* Records for processing:
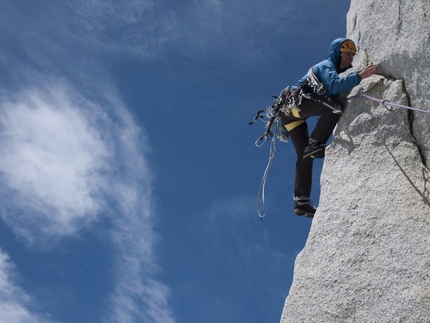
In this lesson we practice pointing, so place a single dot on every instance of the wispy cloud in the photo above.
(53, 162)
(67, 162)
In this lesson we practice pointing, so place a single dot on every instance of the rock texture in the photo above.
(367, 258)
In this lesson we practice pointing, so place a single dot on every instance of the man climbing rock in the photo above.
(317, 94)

...

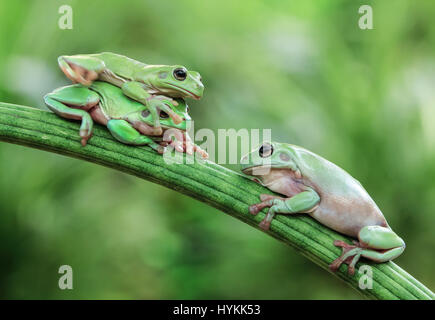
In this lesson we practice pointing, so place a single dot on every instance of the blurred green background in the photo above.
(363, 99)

* Your goal:
Tally the lines in the records above that contain the string "instance", treating uppercase and lowercase as different. Reply with the number alone.

* Response to this task:
4